**PROBLEM DESCRIPTION**
Can you turn the lines below into a numbered list, leaving out any blank lines?

(Detection samples)

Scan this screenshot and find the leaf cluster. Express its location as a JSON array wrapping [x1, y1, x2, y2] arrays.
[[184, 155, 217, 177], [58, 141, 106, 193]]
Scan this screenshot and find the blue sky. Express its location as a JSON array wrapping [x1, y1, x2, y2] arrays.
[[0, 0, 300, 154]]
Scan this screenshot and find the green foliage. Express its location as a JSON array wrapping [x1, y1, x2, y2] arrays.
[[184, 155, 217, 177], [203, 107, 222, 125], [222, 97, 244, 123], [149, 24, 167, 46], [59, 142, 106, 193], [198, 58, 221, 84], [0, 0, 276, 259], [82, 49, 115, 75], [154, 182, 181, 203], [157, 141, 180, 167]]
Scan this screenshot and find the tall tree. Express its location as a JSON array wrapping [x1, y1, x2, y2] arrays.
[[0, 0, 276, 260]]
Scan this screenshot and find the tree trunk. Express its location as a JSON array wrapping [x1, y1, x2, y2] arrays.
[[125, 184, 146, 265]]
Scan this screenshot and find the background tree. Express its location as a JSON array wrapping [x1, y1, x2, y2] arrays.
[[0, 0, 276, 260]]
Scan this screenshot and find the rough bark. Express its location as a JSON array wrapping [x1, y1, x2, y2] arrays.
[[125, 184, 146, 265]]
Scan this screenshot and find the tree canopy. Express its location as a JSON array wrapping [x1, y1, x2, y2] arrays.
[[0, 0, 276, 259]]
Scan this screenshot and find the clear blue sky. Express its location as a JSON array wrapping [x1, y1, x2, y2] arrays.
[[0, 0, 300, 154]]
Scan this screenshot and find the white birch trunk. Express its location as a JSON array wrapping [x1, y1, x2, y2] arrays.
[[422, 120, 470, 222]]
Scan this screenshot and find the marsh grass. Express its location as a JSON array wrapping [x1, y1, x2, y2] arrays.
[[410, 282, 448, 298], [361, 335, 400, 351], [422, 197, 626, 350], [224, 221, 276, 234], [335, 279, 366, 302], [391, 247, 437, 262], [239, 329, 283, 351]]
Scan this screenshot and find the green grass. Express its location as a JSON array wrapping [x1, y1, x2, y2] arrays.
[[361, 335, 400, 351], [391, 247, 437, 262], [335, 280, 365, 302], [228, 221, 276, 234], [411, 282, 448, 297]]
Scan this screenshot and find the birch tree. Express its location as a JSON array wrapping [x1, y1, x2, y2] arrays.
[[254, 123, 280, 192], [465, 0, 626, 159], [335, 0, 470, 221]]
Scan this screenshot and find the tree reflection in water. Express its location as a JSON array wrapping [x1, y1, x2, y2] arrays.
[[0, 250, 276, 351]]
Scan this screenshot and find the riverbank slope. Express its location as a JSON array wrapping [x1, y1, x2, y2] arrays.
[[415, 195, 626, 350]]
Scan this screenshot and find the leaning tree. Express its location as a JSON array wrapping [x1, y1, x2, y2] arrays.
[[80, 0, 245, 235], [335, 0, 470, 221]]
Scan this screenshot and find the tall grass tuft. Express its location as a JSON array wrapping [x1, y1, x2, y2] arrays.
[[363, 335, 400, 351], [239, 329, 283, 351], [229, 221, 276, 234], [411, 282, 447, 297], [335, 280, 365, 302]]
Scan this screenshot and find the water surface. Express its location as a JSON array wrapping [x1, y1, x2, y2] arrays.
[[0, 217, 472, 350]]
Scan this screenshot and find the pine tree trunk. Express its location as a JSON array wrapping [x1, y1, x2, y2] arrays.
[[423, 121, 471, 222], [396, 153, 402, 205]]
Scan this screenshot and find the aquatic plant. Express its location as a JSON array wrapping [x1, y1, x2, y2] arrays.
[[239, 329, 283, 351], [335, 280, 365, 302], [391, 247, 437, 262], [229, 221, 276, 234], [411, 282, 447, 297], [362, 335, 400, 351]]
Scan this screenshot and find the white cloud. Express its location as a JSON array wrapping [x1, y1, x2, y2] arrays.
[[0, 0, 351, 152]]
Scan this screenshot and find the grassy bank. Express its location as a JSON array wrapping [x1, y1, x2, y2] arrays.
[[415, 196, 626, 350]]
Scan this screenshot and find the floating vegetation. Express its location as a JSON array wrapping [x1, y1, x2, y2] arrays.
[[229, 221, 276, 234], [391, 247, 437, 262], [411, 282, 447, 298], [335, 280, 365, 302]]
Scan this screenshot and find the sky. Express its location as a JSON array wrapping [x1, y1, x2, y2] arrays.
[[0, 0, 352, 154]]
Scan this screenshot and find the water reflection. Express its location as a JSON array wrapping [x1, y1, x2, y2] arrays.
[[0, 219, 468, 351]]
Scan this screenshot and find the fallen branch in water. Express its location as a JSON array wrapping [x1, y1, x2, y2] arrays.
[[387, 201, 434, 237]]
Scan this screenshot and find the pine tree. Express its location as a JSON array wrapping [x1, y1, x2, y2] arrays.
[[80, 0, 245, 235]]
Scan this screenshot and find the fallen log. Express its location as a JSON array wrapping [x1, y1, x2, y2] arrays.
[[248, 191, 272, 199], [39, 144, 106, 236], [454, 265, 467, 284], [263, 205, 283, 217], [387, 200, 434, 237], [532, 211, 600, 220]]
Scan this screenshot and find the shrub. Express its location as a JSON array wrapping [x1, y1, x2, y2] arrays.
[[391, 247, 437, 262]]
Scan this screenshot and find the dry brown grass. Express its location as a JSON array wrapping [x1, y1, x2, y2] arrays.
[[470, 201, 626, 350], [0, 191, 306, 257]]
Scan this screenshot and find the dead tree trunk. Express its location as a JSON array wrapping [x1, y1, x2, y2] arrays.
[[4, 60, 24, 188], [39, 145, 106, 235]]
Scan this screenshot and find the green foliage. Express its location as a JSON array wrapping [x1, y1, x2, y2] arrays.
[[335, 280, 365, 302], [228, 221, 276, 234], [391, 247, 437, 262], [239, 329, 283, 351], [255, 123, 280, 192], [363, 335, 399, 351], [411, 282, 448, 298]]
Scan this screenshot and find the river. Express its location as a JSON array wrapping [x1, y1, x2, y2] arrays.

**WORKED SOLUTION**
1. Scan this screenshot and find the leaf cluster. Express its location as a JSON array wrapping [x1, y1, x2, y2] arrays.
2. [[184, 155, 217, 177], [58, 141, 106, 193]]
3. Scan this screenshot and find the blue sky. Express its location as a JSON array wrapping [x1, y1, x2, y2] arrays.
4. [[0, 0, 300, 154]]
5. Scan this screenshot and find the green foliage. Express its location as a JSON array wrapping [x1, y1, x2, y2] arrays.
6. [[184, 155, 217, 177], [203, 107, 222, 125], [222, 97, 244, 123], [149, 24, 167, 46], [59, 142, 106, 193], [198, 58, 221, 84], [0, 0, 276, 259], [82, 49, 115, 75], [154, 182, 181, 203], [157, 141, 180, 167]]
7. Scan this screenshot and find the tall tree. Express its location as a JSON array wrapping [x1, y1, x2, y2] arrays.
8. [[0, 0, 276, 260]]
9. Scan this screenshot and find the tree trunk. Express its location as a JSON array wrapping [x1, y1, x2, y2] arrays.
10. [[125, 184, 146, 265]]
11. Scan this screenshot and find the background tree. Express its location as a JSON array wrapping [x1, y1, x2, y2] arrays.
12. [[0, 0, 276, 260]]
13. Scan this screenshot and find the rough bark. Express its location as a JSON array wrapping [x1, y1, x2, y2] arrays.
14. [[125, 184, 146, 265]]
15. Scan this screenshot and find the tree canopy. Express its location as a JSON array wrapping [x1, y1, x2, y2] arrays.
16. [[0, 0, 276, 259]]
17. Scan this screenshot and find the clear blue sky. Express its location as a JSON array wrapping [x1, y1, x2, y2] arrays.
18. [[0, 0, 300, 154]]
19. Scan this screenshot and find the white birch trunk. Express its location as a JSON array wrapping [x1, y1, x2, y2] arrays.
20. [[422, 120, 470, 222]]
21. Scan this screenshot and find the marsh grass. Express its location as a JSON array wrapping [x1, y1, x2, y2] arrays.
22. [[410, 282, 448, 298], [361, 335, 400, 351], [422, 197, 626, 350], [224, 221, 276, 234], [335, 279, 366, 302], [391, 247, 437, 262], [239, 329, 283, 351]]
23. Scan this screenshot and find the green grass. Express its location as a JSON array wrapping [x1, y1, x2, y2] arrays.
24. [[361, 335, 400, 351], [391, 247, 437, 262], [335, 280, 365, 302], [228, 221, 276, 234], [411, 282, 448, 297]]
25. Scan this screenshot and find the birch tree. Express its location as a JSON array wrapping [x1, y1, x2, y2] arrays.
26. [[254, 123, 280, 192], [465, 0, 626, 159], [335, 0, 470, 221]]
27. Scan this screenshot and find the tree reflection in water. Express its location as a JSON array wrapping [x1, y1, x2, y2] arrays.
28. [[0, 250, 276, 351]]
29. Scan this screenshot and find the riverbank slope. Express its location as a JSON array wrapping [x1, y1, x2, y2] arrays.
30. [[415, 195, 626, 350]]
31. Scan this screenshot and find the leaning tree. Express its location as a JSON array wrapping [x1, y1, x2, y2] arrays.
32. [[80, 0, 245, 235], [335, 0, 470, 221]]
33. Scan this screenshot and find the tall grass tuft. Express its location as a JSON array wrapping [x1, y1, x2, y2] arrays.
34. [[363, 335, 400, 351], [239, 329, 283, 351], [229, 221, 276, 234], [411, 282, 447, 297], [335, 280, 365, 302]]
35. Scan this screenshot and find the water surface. Express its location as a JSON array wrapping [x1, y1, x2, y2] arrays.
36. [[0, 217, 472, 350]]
37. Scan this screenshot and find the pine tree trunk. Express its location as a JSON array wrapping [x1, y1, x2, y2] arrays.
38. [[423, 121, 471, 222], [396, 153, 402, 205]]
39. Scan this screenshot and find the aquatic plant. Express its location as a JSON array wrapping [x1, y1, x2, y2] arrays.
40. [[239, 329, 283, 351], [335, 280, 365, 302], [391, 247, 437, 262], [229, 221, 276, 234], [411, 282, 447, 297], [362, 335, 400, 351]]
41. Scan this screenshot and find the white cloud. Express its location as a JSON array wrapping [x1, y1, x2, y2] arrays.
42. [[0, 0, 351, 152]]
43. Scan this screenshot and find the grassy bank. Express its location as a JSON array wrapping [x1, y1, x2, y2] arrays.
44. [[415, 196, 626, 350]]
45. Scan this screenshot and find the floating vegetation. Express its location as a JSON array wrapping [x1, y1, x2, y2] arrays.
46. [[229, 221, 276, 234], [391, 247, 437, 262], [411, 282, 447, 298], [335, 280, 365, 302]]
47. Scan this screenshot and find the sky. Express its location as a JSON array wrapping [x1, y1, x2, y2] arrays.
48. [[0, 0, 352, 154]]
49. Scan this screenshot and find the water reflection. Express its location as a JSON array wrapping [x1, y1, x2, y2] arrays.
50. [[0, 219, 468, 351]]
51. Scan this screenshot and find the fallen branch in water. Express its location as a JSON array wrapping [x1, y1, x2, y2] arrays.
52. [[387, 201, 434, 237]]
53. Scan this screenshot and find the pine tree. Express its location as a JSON array wrapping [x1, y1, x2, y2] arrays.
54. [[80, 0, 245, 235]]
55. Scan this screenshot and find the fallen log. Express its location as a JSON array wrapping [x1, y1, x2, y2] arrays.
56. [[248, 191, 272, 199], [39, 144, 106, 236], [454, 265, 467, 284], [263, 205, 283, 217], [387, 200, 434, 237], [532, 211, 600, 220]]
57. Scan this screenshot and find the shrub. Express its location as a JSON array wrapping [x1, y1, x2, y2] arrays.
58. [[391, 247, 437, 262]]
59. Scan this screenshot and find the dry brown grass. Express its location as a JSON array wrapping [x1, y1, x2, y2] arrays.
60. [[470, 201, 626, 350], [0, 191, 306, 257]]
61. Scan this screenshot and find the dead tree trunk. Express its location as a JSON array wrapping [x1, y1, x2, y2] arrays.
62. [[4, 60, 24, 188], [39, 145, 106, 235]]
63. Scan this screenshot and find the green foliage. Express its location as a JSON array wrapping [x1, y1, x2, y2] arrays.
64. [[335, 280, 365, 302], [228, 221, 276, 234], [391, 247, 437, 262], [239, 329, 283, 351], [255, 123, 280, 192], [363, 335, 399, 351], [411, 282, 448, 298]]
65. Scan this screenshot and find the river. Express its location as a JSON array wrapping [x1, y1, x2, y2] arrays.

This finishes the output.